WHAT IS EXPECTED —
Scale the items from the start through the line that contains "[399,180,595,492]", both ends included. Reproduce every line, requests too, but multiply each bounding-box coordinate in the answers by 2.4 and round it to a whole number, with halves rounded up.

Annotated coordinate items:
--------------------------------------------------

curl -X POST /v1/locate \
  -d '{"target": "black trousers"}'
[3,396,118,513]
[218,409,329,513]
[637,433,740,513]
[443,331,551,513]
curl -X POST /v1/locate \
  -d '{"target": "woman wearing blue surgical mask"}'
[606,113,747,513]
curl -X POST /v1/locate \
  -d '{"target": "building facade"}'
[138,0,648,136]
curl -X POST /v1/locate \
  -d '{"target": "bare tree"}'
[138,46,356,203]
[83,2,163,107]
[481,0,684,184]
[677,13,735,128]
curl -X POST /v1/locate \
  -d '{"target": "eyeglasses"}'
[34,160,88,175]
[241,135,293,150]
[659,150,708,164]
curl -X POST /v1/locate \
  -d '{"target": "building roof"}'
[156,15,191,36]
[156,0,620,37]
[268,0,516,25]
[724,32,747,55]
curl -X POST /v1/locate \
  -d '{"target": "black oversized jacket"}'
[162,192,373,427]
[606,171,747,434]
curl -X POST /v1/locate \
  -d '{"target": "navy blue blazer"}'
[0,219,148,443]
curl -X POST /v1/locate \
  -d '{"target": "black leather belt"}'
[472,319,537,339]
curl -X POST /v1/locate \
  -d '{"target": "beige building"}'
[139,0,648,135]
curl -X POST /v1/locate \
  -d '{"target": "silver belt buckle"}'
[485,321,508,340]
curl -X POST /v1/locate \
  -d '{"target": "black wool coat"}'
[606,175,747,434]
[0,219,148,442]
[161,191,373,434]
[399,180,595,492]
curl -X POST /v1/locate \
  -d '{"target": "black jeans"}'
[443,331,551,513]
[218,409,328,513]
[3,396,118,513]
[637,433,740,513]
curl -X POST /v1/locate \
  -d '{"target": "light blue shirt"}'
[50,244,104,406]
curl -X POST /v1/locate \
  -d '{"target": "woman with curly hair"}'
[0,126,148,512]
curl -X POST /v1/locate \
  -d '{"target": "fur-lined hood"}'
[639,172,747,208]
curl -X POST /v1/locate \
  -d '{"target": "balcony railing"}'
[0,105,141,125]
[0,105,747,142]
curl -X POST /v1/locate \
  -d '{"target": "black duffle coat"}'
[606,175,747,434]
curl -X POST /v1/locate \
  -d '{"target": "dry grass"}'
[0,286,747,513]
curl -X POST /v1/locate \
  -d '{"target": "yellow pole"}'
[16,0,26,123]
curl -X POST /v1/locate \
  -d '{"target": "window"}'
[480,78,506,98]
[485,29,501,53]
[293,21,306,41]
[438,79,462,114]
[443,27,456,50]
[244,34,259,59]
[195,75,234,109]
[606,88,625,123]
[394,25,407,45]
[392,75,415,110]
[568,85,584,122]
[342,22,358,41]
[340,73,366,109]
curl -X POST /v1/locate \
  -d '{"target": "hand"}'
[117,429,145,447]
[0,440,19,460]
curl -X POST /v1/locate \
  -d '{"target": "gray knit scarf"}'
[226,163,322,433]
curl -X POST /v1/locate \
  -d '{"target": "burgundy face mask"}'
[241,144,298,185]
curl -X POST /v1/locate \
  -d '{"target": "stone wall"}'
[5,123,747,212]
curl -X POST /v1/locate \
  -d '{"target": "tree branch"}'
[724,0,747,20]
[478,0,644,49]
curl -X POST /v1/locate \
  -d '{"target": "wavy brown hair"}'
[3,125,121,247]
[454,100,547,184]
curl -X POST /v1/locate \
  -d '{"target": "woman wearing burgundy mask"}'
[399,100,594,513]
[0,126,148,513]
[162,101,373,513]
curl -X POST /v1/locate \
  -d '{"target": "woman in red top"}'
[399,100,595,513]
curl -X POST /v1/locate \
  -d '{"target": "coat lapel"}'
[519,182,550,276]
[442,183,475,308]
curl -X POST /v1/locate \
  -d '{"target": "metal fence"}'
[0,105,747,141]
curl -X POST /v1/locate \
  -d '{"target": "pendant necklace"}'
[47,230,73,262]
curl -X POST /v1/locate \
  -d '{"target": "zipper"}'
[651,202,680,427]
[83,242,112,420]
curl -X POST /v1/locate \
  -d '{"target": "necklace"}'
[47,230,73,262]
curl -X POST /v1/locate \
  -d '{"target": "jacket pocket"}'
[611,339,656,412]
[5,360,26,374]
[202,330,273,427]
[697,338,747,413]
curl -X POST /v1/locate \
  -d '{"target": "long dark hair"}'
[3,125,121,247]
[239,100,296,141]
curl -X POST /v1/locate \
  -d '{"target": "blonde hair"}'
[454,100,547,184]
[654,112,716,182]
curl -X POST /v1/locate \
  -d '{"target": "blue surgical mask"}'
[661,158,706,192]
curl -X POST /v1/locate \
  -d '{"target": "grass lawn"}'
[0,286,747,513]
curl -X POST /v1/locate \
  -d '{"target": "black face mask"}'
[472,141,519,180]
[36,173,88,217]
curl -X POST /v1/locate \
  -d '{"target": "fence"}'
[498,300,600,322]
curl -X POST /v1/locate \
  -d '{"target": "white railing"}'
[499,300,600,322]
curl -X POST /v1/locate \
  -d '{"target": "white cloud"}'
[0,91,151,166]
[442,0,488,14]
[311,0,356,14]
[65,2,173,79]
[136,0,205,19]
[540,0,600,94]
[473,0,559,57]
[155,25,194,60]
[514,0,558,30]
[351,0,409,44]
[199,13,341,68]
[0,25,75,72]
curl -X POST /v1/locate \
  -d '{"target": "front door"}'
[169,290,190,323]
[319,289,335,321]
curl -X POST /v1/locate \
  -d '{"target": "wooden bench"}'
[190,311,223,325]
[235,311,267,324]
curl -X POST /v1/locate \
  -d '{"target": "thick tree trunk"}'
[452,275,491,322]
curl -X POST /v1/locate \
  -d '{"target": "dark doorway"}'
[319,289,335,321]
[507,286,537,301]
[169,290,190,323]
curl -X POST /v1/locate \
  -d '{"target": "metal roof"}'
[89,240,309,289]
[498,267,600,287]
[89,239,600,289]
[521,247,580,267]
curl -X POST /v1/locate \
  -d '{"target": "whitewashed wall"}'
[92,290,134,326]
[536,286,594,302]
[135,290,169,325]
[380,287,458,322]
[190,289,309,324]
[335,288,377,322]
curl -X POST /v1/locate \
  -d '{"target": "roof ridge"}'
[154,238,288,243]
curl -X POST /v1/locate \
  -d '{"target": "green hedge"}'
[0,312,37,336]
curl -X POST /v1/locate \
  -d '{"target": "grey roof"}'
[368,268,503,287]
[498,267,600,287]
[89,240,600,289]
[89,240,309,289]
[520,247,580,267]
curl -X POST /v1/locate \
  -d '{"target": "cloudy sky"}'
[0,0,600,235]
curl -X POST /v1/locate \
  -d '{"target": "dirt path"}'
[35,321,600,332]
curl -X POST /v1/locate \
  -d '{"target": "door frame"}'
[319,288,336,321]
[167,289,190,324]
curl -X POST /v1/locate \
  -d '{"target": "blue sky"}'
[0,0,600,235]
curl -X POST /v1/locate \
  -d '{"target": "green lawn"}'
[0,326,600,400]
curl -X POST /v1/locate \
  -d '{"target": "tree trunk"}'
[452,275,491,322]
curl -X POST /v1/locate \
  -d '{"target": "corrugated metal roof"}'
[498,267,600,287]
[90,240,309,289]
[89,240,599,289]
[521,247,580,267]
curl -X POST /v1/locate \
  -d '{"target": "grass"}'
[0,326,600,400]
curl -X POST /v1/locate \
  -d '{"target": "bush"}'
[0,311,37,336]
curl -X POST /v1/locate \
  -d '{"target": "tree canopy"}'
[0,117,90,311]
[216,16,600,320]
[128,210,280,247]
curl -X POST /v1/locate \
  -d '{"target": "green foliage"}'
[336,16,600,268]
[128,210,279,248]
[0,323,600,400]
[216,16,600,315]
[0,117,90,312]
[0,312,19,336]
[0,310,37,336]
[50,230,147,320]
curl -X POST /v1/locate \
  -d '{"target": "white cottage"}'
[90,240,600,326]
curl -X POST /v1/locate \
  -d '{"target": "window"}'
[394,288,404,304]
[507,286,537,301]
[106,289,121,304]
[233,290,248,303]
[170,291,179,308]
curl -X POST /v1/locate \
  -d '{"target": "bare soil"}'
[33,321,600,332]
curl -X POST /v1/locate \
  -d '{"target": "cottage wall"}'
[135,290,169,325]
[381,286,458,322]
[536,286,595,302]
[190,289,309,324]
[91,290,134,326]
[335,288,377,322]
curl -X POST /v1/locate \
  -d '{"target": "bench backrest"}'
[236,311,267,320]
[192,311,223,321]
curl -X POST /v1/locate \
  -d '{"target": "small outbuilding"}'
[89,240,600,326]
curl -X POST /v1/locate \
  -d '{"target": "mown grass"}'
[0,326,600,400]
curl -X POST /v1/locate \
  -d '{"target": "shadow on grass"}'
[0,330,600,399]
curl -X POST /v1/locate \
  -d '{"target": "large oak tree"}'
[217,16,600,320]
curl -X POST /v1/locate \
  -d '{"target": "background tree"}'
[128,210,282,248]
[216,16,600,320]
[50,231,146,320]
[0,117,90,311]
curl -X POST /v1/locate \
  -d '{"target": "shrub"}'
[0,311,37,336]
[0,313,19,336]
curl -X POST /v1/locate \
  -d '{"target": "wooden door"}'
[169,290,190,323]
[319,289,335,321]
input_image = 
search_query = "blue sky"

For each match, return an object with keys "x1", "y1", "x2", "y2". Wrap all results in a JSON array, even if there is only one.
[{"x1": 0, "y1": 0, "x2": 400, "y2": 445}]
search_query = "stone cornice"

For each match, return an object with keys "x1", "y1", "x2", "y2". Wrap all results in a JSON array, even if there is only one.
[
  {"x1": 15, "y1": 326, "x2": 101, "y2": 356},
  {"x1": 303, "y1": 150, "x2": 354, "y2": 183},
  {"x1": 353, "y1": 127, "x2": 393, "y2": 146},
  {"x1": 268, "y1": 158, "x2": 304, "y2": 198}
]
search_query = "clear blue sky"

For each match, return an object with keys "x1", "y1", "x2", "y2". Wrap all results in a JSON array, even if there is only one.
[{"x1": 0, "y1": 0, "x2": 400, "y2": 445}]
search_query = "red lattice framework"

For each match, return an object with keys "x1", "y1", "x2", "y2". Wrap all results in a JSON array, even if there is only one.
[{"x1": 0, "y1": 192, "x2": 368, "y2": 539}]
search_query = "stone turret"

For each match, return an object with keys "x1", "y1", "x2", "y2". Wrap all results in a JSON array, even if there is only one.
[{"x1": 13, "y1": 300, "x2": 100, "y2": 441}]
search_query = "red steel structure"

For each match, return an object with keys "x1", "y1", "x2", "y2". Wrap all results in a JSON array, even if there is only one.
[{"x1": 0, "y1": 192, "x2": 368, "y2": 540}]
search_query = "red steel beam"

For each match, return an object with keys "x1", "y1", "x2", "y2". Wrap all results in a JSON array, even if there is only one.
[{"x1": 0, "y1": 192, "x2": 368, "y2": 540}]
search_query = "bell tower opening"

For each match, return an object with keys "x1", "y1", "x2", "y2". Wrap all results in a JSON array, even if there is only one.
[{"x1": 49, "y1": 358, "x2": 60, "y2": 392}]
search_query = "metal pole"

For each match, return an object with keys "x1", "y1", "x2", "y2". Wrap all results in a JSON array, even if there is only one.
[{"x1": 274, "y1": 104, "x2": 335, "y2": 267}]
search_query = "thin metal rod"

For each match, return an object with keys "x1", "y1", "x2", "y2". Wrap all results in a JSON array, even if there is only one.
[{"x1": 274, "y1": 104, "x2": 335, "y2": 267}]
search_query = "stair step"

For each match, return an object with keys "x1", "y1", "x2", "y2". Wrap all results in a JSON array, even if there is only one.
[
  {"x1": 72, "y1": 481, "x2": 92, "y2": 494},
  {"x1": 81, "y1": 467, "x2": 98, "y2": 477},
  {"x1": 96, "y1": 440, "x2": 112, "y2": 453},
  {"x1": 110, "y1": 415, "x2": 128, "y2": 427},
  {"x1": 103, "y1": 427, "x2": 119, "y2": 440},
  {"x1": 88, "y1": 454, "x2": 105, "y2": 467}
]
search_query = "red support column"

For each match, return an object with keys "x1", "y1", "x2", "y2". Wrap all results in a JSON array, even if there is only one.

--------------------------------------------------

ANSWER TO THE TASK —
curl -X POST /v1/locate \
  -d '{"target": "black trousers"}'
[7,950,283,1231]
[523,982,790,1231]
[1529,1039,1776,1231]
[1063,794,1322,1231]
curl -X POST /v1/locate \
  -d '{"target": "woman wearing blue surgical mask"}'
[1454,271,1793,1231]
curl -X POST /v1/locate \
  -d '{"target": "building facade"}'
[331,0,1555,326]
curl -X POST /v1/locate \
  -d '{"target": "bare tree"}'
[331,110,854,487]
[199,5,391,257]
[1154,0,1642,442]
[1625,31,1764,307]
curl -X POST /v1/locate \
  -d '{"target": "eyeglasses"}'
[82,384,211,420]
[578,324,703,360]
[1582,360,1699,394]
curl -X POST /v1/locate \
  -d '{"target": "building roof"}'
[374,36,458,86]
[374,0,1488,89]
[643,0,1238,60]
[1738,77,1793,132]
curl -X POST /v1/locate \
  -d '{"target": "black oversized jacket"}'
[389,461,895,1025]
[1454,410,1793,1042]
curl -X POST /v1/locate \
  -d '{"target": "navy blue blazer"}'
[0,526,355,1063]
curl -X POST /v1/locate \
  -d '{"target": "black leather belt"}'
[1133,766,1289,814]
curl -X POST /v1/locate \
  -d '{"target": "beige building"}'
[334,0,1555,324]
curl -X POST /v1/locate \
  -d '{"target": "silver belt buckle"}'
[1164,770,1219,816]
curl -X POST /v1/locate \
  -d '{"target": "black wool coat"}'
[1454,420,1793,1042]
[0,526,355,1061]
[386,458,895,1042]
[958,432,1428,1181]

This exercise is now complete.